Still, campaigners expressed disappointment at the Home Office’s decision to consult on the Inquiry’s recommendation to remove the three-year limitation period for personal injury claims brought by victims of child abuse cases instead of immediately adopting it.

“We accept the critical issue this recommendation seeks to remedy, and we will consult on strengthening existing judicial guidance in child sexual abuse cases and set out options to reform limitation law in child sexual abuse cases,” the Home Office response said.

While recognising that victims and survivors of child sexual abuse could sometimes take “years, and in many cases decades, for victims and survivors of child sexual abuse to come forward and feel ready to disclose their trauma”, the Home Office pointed out that the current three-year limit provided for under England and Wales’ Limitation Act 1980 was not absolute, as it allowed for the court to ignore the time limit if deemed equitable.

- _DATA EXCERPT_:

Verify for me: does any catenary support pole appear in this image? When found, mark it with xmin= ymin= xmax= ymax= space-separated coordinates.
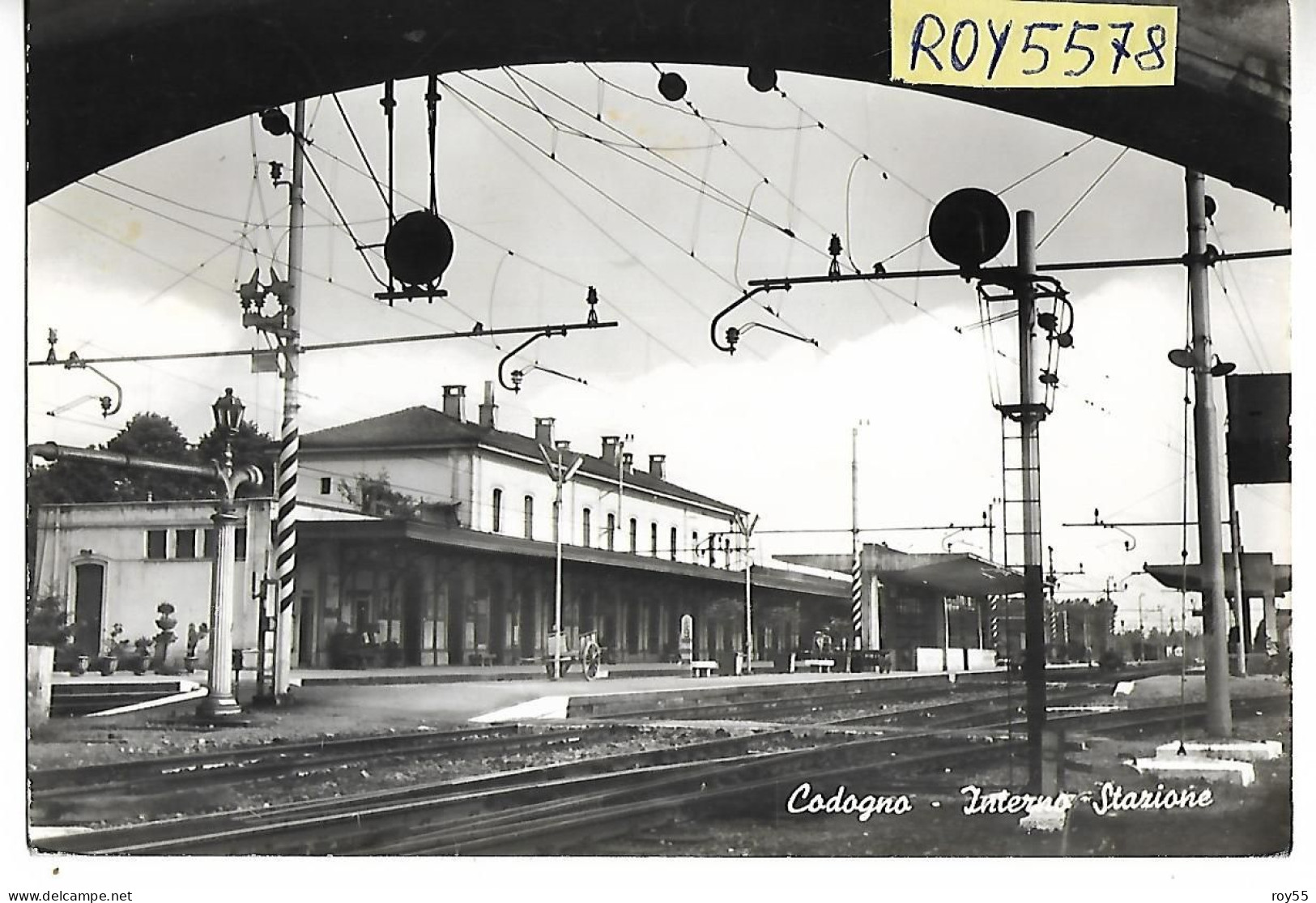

- _WHAT TO PRODUCE_:
Copy out the passage on the Home Office response word for word, starting with "While recognising that" and going on through "if deemed equitable.". This material has nothing to do with the text.

- _SOLUTION FOR THIS PROBLEM_:
While recognising that victims and survivors of child sexual abuse could sometimes take “years, and in many cases decades, for victims and survivors of child sexual abuse to come forward and feel ready to disclose their trauma”, the Home Office pointed out that the current three-year limit provided for under England and Wales’ Limitation Act 1980 was not absolute, as it allowed for the court to ignore the time limit if deemed equitable.